Problem statement: Change every occurrence of "in this form" to "in this format" throughout the material below and reproduce it with nothing else altered, leaving the pictures out.

Stored items:
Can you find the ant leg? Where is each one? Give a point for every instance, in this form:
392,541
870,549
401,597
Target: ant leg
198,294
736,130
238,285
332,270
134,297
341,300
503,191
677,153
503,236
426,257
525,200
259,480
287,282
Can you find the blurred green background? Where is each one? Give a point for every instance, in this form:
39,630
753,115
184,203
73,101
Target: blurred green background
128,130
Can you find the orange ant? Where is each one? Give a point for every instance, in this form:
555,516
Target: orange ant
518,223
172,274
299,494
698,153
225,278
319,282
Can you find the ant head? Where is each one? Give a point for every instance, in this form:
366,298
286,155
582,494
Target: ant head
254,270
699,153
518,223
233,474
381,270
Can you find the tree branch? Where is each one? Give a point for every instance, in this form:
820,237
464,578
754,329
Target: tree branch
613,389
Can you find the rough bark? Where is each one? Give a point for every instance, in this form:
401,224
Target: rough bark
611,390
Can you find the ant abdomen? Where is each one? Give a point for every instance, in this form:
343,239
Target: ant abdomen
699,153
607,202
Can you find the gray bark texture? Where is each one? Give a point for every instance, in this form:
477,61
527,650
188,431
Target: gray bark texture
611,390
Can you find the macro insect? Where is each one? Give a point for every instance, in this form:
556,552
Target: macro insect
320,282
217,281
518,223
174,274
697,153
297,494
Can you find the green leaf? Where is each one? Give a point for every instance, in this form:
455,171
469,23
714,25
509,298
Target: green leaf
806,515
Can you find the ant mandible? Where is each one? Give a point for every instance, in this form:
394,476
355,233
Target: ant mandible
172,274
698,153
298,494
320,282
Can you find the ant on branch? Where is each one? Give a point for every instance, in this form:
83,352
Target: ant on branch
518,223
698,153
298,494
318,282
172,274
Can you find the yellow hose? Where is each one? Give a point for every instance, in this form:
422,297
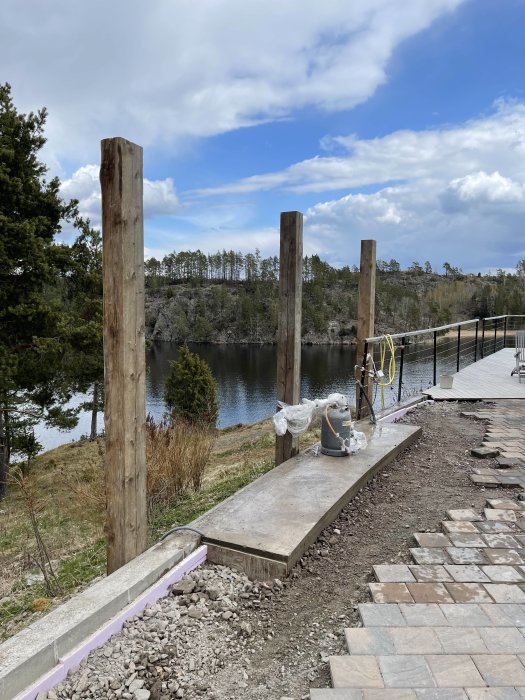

Answer in full:
Can you find the ant leg? Where is each one? Give a point for every instance, in this format:
392,541
870,549
401,597
Target: ant leg
198,294
736,130
238,285
332,270
134,297
341,300
503,191
677,153
503,236
426,257
525,200
259,480
287,282
Can you find the blurred green background? Where is each one? Give a point for every instance, in this format:
39,630
753,115
184,203
73,101
Target: blurred green background
128,130
Can you find the orange ant? Where is each one? Give a point for every instance, in this format:
555,516
Target: orange ant
518,223
172,274
299,494
698,153
225,278
319,282
Can you find the ant head? Where is each one? Give a point for every instance, in this format:
366,298
286,155
582,494
Target: ant head
254,270
699,153
518,223
233,474
381,270
Can you find the tree branch? Where is each one? Give a point for every instance, in this format:
820,237
464,578
754,329
Target: tree branch
613,389
Can you find the rough bark? Where is each one? Give a point for every instance, in this format:
401,224
Target: rough bark
611,390
Can you find the ant abdomen? Where is each one? Give a point for every instance, in this format:
343,239
Target: ant abdomen
699,153
607,202
Can you find the gray bark texture? Where is each one? Give a point for every instance, in this format:
477,61
527,650
188,431
Target: gray bark texture
611,390
Can you find the macro insect? Where is each one? Give a point for every instance, in this format:
556,552
Target: macro insect
320,282
217,281
518,223
174,274
697,153
297,494
Can you find the green leaf? Where is each one? Give a point for every instance, in this format:
455,171
469,23
714,25
509,298
Target: green leaf
806,515
Can you find the ant mandible? Where is each one? Give a point for every instance, in this format:
394,476
355,233
Target: ant mandible
172,274
698,153
298,494
320,282
Can you find the ant on branch? Where is each one? Give a point for every instance, in this format:
83,352
Target: ant on branch
518,223
698,153
298,494
318,282
172,274
Can you find the yellow hose? Where is each one? Give a point for every instance, in this format:
422,297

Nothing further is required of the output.